• _Your goal_: Rewrite the entries below with every occurrence of "even-odd" changed to "nonzero" and all other text left unchanged. Omit the pictures from your answer.

Annotation records

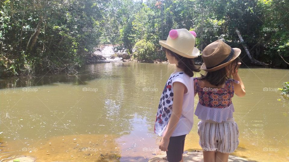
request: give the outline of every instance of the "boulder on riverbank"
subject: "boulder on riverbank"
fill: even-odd
[[[203,152],[197,150],[195,150],[194,152],[185,152],[183,156],[184,161],[200,162],[204,161]],[[229,160],[228,161],[230,162],[235,161],[253,162],[254,161],[248,160],[244,158],[231,155],[229,156]],[[157,155],[154,158],[150,159],[148,161],[149,162],[167,162],[168,160],[166,159],[166,154],[165,154]]]

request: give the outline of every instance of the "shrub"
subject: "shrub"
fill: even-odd
[[[133,53],[134,58],[140,60],[153,60],[156,58],[156,47],[149,41],[142,39],[135,43]]]
[[[282,92],[281,94],[289,96],[289,82],[285,82],[284,83],[284,88],[279,88],[279,90]]]

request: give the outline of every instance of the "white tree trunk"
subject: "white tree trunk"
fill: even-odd
[[[238,35],[238,36],[239,37],[239,38],[240,39],[240,41],[241,42],[241,44],[242,44],[242,45],[243,46],[244,49],[245,49],[245,51],[246,52],[246,53],[247,54],[247,55],[248,55],[248,57],[249,58],[250,60],[251,60],[251,62],[256,65],[260,66],[268,65],[268,64],[264,62],[257,60],[252,57],[252,56],[251,55],[251,54],[250,53],[250,52],[248,49],[247,45],[244,43],[244,40],[243,39],[243,37],[242,37],[242,35],[241,35],[241,33],[240,33],[240,32],[238,30],[238,28],[236,27],[235,27],[235,31],[236,31],[236,33],[237,33],[237,34]]]

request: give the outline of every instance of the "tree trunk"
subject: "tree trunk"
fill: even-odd
[[[43,16],[40,16],[40,19],[39,21],[38,22],[38,23],[36,26],[36,28],[35,28],[35,31],[32,35],[30,37],[29,40],[27,44],[27,49],[28,51],[30,51],[34,47],[35,43],[36,43],[36,40],[37,40],[37,38],[38,38],[38,35],[40,33],[40,31],[41,30],[41,25],[42,22],[43,22]],[[30,43],[31,42],[31,43]]]
[[[254,58],[252,57],[252,56],[251,55],[251,54],[250,53],[250,52],[248,49],[248,47],[247,47],[247,45],[246,44],[245,44],[245,43],[244,43],[244,40],[243,39],[243,38],[242,37],[242,35],[241,35],[241,33],[240,33],[240,32],[238,30],[238,28],[236,27],[235,27],[235,31],[236,31],[236,33],[237,33],[237,34],[238,35],[238,36],[239,37],[239,38],[240,39],[240,41],[241,42],[241,44],[242,44],[242,45],[243,46],[243,47],[245,50],[245,51],[246,52],[246,53],[247,54],[248,57],[249,58],[250,60],[251,60],[251,63],[257,65],[268,65],[268,64],[256,60]]]

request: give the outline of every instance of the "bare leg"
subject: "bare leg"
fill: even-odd
[[[229,158],[228,153],[217,152],[216,153],[216,162],[228,162]]]
[[[216,154],[214,151],[203,151],[204,162],[215,162]]]

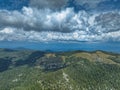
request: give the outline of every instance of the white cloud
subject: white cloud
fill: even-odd
[[[0,40],[120,41],[120,14],[89,14],[24,7],[21,12],[0,10]],[[113,20],[114,19],[114,20]]]

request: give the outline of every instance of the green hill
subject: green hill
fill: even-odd
[[[0,49],[0,90],[120,90],[120,54]]]

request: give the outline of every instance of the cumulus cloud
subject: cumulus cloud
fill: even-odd
[[[23,7],[0,10],[0,40],[120,41],[120,13],[88,13],[73,8],[53,11]]]
[[[60,10],[66,6],[67,2],[68,0],[30,0],[30,6],[39,9]]]

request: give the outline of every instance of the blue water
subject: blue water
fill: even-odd
[[[103,50],[120,53],[120,42],[16,42],[0,41],[0,48],[26,48],[42,51]]]

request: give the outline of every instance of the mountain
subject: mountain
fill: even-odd
[[[0,49],[1,90],[119,90],[120,54]]]

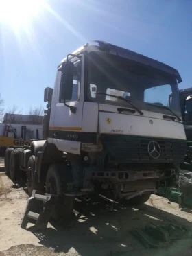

• _Final result_:
request: give the outline of every instance of the "boulder on riverbank"
subject: "boulder on riverbank"
fill: nonzero
[[[203,152],[197,150],[195,150],[194,152],[185,152],[183,156],[184,161],[200,162],[204,161]],[[229,160],[228,161],[230,162],[235,161],[253,162],[254,161],[248,160],[244,158],[231,155],[229,156]],[[157,155],[154,158],[150,159],[148,161],[149,162],[167,162],[168,160],[166,159],[166,154],[165,154]]]

request: give the outline of every instance of the "shrub"
subject: "shrub"
fill: nonzero
[[[133,53],[134,58],[140,60],[153,60],[156,58],[156,47],[149,41],[142,39],[135,43]]]
[[[282,92],[281,94],[289,96],[289,82],[285,82],[284,83],[284,88],[279,88],[279,90]]]

request: give the outline of every instance of the "white tree trunk"
subject: "white tree trunk"
fill: nonzero
[[[238,35],[238,36],[239,37],[239,38],[240,39],[240,41],[241,42],[241,44],[242,44],[242,45],[243,46],[244,49],[245,49],[245,51],[246,52],[246,53],[247,54],[247,55],[248,55],[248,57],[249,58],[250,60],[251,60],[251,62],[256,65],[260,66],[268,65],[268,64],[264,62],[257,60],[252,57],[252,56],[251,55],[251,54],[250,53],[250,52],[248,49],[247,45],[244,43],[244,40],[243,39],[243,37],[242,37],[242,35],[241,35],[241,33],[240,33],[240,32],[238,30],[238,28],[236,27],[235,27],[235,31],[236,31],[236,33],[237,33],[237,34]]]

request: give the outline of every instance of the "tree trunk"
subject: "tree trunk"
fill: nonzero
[[[43,16],[40,16],[40,19],[39,21],[38,22],[38,23],[36,26],[36,28],[35,28],[35,31],[32,35],[30,37],[29,40],[27,44],[27,49],[28,51],[30,51],[34,47],[35,43],[36,43],[36,40],[37,40],[37,38],[38,38],[38,35],[40,33],[40,31],[41,30],[41,25],[42,22],[43,22]],[[30,43],[31,42],[31,43]]]
[[[254,58],[252,57],[252,56],[251,55],[251,54],[250,53],[250,52],[248,49],[248,47],[247,47],[247,45],[246,44],[245,44],[245,43],[244,43],[244,40],[243,39],[243,38],[242,37],[242,35],[241,35],[241,33],[240,33],[240,32],[238,30],[238,28],[236,27],[235,27],[235,31],[236,31],[236,33],[237,33],[237,34],[238,35],[238,36],[239,37],[239,38],[240,39],[240,41],[241,42],[241,44],[242,44],[242,45],[243,46],[243,47],[245,50],[245,51],[246,52],[246,53],[247,54],[248,57],[249,58],[250,60],[251,60],[251,63],[257,65],[268,65],[268,64],[256,60]]]

request: give the outline of every instance of the "bare leg"
subject: "bare leg"
fill: nonzero
[[[229,158],[228,153],[217,152],[216,153],[216,162],[228,162]]]
[[[216,154],[214,151],[203,151],[204,162],[215,162]]]

request: give the outline of every instance of the white cloud
subject: white cloud
fill: nonzero
[[[0,40],[120,41],[120,14],[89,14],[24,7],[21,12],[0,10]],[[113,20],[114,19],[114,20]]]

request: give the outline of every instance of the green hill
subject: green hill
fill: nonzero
[[[0,49],[0,90],[120,90],[120,54]]]

request: give the outline of every instance of the cumulus cloud
subject: cumulus cloud
fill: nonzero
[[[23,7],[0,10],[0,40],[120,41],[120,13],[88,13],[73,8],[53,11]]]
[[[60,10],[66,6],[67,2],[68,0],[30,0],[30,6],[39,9]]]

request: give the outline of every instance of the blue water
subject: blue water
fill: nonzero
[[[103,50],[120,53],[120,42],[16,42],[0,41],[0,48],[26,48],[42,51]]]

request: give the outline of every instance of the mountain
subject: mountain
fill: nonzero
[[[0,49],[1,90],[119,90],[120,54]]]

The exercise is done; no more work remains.